The problem
Report every line in the rows below that contains the word "seated".

start Provided information

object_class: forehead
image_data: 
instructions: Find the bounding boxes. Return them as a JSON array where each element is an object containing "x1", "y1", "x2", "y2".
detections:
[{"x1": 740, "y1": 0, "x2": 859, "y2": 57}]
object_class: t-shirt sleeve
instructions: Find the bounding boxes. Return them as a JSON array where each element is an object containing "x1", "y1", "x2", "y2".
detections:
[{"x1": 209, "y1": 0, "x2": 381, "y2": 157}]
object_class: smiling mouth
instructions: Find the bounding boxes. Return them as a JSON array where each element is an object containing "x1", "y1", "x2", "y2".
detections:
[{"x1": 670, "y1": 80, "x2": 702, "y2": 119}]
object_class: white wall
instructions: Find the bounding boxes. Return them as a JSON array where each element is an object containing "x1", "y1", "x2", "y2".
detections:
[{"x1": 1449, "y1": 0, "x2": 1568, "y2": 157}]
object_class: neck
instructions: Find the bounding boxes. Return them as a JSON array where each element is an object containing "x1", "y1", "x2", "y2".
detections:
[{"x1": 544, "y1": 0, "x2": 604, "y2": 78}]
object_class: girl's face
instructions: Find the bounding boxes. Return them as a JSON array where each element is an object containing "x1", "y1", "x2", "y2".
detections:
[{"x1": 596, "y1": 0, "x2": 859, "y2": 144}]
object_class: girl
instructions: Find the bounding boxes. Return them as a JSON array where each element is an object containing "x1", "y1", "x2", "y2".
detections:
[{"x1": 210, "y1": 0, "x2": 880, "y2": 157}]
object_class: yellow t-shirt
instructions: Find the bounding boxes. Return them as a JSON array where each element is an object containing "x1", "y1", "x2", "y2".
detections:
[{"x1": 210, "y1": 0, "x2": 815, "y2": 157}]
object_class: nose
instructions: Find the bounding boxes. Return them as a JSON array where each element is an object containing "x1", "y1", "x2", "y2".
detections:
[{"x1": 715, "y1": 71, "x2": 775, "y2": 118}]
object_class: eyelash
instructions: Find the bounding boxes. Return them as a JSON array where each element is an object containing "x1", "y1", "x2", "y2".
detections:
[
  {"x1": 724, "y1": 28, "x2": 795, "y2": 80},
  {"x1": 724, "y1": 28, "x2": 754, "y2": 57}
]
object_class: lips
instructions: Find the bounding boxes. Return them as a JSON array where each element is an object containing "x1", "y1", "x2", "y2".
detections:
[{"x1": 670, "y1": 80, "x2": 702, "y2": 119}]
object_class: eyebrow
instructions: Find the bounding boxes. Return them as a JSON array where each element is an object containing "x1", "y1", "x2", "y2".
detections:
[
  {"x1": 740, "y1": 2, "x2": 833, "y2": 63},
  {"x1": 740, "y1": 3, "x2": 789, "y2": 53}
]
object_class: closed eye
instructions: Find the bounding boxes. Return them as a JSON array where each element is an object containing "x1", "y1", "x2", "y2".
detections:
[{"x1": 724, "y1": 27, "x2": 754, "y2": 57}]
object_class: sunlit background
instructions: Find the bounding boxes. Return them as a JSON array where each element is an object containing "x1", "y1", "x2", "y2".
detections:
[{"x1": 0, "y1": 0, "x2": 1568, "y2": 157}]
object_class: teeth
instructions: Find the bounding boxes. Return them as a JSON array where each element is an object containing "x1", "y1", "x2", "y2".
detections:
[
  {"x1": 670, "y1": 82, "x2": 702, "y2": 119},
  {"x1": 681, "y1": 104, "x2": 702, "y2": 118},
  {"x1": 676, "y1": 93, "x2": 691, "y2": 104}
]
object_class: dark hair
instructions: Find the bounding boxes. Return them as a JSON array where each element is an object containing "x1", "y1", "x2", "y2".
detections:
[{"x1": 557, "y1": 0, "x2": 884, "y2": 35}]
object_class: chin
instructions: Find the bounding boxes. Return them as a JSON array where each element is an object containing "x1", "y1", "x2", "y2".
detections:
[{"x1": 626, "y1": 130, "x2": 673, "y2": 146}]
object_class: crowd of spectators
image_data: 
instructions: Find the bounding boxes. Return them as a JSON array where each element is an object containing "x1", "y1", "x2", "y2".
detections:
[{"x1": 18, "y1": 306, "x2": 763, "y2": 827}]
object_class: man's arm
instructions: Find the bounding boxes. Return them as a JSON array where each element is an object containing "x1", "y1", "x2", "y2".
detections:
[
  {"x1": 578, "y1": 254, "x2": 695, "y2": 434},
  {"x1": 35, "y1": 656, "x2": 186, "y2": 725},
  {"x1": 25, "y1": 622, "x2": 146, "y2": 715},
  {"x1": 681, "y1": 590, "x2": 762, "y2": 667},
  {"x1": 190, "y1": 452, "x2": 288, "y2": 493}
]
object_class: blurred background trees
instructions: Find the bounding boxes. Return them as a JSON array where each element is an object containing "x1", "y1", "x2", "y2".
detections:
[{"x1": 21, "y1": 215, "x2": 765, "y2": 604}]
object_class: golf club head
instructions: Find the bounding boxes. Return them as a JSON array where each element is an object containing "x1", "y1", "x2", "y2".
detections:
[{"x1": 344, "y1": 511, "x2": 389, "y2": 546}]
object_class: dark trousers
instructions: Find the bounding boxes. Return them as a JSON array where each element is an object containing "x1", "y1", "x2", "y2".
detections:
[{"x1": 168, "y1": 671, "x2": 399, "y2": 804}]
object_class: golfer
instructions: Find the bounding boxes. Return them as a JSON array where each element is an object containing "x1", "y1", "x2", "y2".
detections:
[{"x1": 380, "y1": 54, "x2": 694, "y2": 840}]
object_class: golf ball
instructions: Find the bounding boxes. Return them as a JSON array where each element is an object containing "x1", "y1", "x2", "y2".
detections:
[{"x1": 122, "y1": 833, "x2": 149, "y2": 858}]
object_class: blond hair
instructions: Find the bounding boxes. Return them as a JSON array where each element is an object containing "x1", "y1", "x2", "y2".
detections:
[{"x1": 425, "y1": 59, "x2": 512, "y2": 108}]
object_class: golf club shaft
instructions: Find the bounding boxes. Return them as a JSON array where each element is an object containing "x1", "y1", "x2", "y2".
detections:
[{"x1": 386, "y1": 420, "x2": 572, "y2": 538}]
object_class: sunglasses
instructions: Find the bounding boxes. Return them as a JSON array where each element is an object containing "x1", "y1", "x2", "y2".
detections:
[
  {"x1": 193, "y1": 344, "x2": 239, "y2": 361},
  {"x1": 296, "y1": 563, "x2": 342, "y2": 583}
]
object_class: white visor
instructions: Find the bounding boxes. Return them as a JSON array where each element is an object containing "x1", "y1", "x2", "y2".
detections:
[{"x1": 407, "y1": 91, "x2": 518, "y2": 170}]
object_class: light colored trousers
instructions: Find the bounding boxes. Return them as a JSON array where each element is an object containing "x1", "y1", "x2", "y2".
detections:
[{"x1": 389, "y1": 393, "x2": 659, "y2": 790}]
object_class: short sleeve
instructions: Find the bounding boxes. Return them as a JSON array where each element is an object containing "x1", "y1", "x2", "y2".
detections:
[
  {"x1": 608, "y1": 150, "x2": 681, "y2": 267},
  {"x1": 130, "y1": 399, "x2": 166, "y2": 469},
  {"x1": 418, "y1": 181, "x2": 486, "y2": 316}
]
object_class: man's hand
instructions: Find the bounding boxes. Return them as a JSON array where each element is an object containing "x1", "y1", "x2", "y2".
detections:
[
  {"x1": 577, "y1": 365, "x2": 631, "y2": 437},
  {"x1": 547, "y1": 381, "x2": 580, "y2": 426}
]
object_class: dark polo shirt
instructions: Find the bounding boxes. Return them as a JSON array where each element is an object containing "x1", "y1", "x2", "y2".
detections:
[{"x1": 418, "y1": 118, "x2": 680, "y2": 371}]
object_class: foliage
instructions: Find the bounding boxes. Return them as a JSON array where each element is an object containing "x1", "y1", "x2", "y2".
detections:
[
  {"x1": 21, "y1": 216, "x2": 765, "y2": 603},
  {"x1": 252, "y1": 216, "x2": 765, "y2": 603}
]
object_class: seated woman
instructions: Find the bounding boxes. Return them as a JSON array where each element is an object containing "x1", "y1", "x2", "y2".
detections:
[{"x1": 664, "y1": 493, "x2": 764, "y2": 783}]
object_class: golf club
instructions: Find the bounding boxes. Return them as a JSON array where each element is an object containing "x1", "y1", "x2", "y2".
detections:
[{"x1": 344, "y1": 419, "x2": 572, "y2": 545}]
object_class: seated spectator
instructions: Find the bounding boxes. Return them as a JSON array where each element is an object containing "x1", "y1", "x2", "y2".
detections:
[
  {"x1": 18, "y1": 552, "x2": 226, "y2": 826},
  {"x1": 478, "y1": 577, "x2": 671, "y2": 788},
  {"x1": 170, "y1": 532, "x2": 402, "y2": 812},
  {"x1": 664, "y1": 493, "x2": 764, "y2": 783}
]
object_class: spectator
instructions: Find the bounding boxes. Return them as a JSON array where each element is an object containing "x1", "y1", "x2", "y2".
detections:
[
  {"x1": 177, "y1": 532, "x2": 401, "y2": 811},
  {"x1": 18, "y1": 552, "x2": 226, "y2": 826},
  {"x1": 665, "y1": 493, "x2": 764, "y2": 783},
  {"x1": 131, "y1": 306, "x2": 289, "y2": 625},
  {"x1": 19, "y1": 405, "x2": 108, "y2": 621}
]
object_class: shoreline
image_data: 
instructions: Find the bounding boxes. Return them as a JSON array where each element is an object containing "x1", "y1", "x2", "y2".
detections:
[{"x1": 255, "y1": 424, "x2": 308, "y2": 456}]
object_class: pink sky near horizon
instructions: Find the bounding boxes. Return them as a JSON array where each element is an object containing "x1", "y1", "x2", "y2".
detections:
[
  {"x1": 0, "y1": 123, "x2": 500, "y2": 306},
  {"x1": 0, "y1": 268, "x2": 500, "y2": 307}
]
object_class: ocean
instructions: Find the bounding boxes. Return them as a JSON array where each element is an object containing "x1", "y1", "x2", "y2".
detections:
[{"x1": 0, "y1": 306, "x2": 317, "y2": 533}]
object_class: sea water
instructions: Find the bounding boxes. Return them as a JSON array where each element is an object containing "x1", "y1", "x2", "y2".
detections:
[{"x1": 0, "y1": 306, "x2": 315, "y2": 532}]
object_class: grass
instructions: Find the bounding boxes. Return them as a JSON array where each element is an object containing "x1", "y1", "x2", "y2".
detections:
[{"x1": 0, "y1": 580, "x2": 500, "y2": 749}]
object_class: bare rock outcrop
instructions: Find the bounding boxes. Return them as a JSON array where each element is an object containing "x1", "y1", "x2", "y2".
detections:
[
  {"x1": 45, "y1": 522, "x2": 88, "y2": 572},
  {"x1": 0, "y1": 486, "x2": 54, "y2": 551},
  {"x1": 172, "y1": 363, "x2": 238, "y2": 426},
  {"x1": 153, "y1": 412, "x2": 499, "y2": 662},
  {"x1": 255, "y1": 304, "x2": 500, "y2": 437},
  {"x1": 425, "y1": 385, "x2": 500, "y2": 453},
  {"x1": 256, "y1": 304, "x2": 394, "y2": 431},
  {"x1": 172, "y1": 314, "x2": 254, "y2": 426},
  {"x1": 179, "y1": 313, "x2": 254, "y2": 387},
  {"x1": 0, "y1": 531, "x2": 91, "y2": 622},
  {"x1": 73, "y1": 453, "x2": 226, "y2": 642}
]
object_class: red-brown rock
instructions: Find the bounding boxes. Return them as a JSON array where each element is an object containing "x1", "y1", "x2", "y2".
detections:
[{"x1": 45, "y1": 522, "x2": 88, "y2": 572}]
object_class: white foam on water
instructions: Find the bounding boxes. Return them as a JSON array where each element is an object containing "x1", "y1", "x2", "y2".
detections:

end Provided information

Task response
object_class: seated woman
object_class: seated spectator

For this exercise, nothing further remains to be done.